» **TEXT SEGMENT**:
Race on Sunday at 11.30. Weather stayed dry, thank God. Could not see the flag but I watched the front row and left at the same time as them. Still got overtaken again by the man next to me. A bit of a shambles at the chicane but it could have been worse! Morizet was the victim and started off behind me. We had quite a battle for the whole race together with a few others, including Lelong. We had a coming together once at the chicane. I nearly ran into a white car (Lelong?) and Morizet ran into me and left a dent in the rear right wing (the one that was not already dented!). I found they all had more power coming out of Paradis and Nouveau Monde. Twice I got through Lelong on the inside at Nouveau Monde and he would power past on the uphill section. Anyway it was all quite amusing. The hairiest moment was when I caught up Lelong in the l/h downhill corner and had to swerve to avoid running into him (at 200 km/h!). I took that corner faster than him. I passed one car once going into the chicane but did not see him again, that was on the 2nd lap I think. On the last lap Morizet was well ahead and I was lining up to get Lelong. He went wide into Paradis and lost control, came back across and hit my left front wing and knocked me into the rail! I managed to keep going and made it to the flag but he rolled. Serve him right frankly. I stopped just after the line as I felt a tyre rubbing and backed into the pits. Lelong then had the cheek to complain that I was responsible and I was treated to his dad and mum who were most displeased! Final position (subject to checking one car, that of Boulanger the series leader) was 17th. Best lap 2’38.59. Record was 2’34.99. Everybody improved in the race except for Rozentvaig who of course knows the track very well.

» **THE DATA**:

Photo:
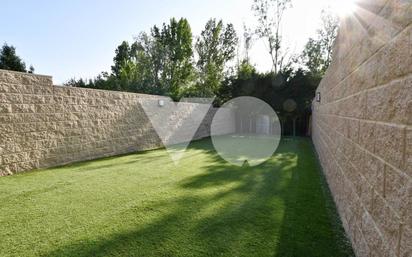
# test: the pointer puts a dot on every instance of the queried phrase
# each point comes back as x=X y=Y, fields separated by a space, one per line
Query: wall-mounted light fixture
x=318 y=97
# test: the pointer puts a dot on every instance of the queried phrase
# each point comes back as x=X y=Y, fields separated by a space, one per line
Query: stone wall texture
x=42 y=125
x=362 y=127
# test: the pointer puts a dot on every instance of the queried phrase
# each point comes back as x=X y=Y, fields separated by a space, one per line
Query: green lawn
x=144 y=205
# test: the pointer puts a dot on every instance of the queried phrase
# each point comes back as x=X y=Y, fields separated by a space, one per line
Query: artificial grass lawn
x=144 y=205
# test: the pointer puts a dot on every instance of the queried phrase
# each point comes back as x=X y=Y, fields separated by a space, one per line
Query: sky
x=77 y=38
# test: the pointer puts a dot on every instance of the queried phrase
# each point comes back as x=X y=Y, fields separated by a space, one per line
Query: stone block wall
x=42 y=125
x=362 y=127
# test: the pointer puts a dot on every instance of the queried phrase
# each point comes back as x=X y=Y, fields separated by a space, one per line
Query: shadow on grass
x=276 y=209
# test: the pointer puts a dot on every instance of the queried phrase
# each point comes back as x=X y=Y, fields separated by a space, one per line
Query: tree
x=269 y=14
x=317 y=54
x=9 y=59
x=215 y=48
x=175 y=40
x=122 y=55
x=247 y=42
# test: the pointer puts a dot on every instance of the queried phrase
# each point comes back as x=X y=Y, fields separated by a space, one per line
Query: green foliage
x=278 y=90
x=215 y=48
x=269 y=14
x=144 y=205
x=317 y=55
x=9 y=59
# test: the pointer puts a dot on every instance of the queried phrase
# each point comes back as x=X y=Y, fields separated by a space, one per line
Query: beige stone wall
x=362 y=128
x=42 y=125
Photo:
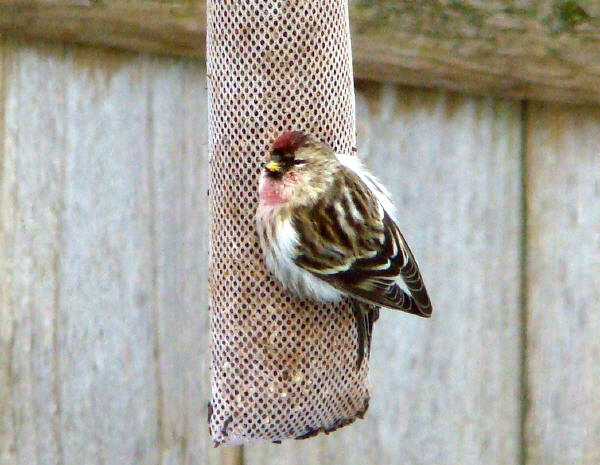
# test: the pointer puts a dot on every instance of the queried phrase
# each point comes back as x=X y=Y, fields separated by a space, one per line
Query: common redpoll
x=327 y=230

» **EXERCISE 1**:
Please explain, in one to three sentences, why the writer of the race account started by watching the front row.
» **EXERCISE 2**:
In the race account, what was the writer's best lap time?

» **RESPONSE BOX 1**:
The writer could not see the flag. So the writer watched the front row and set off at the same moment they did.

» **RESPONSE BOX 2**:
2’38.59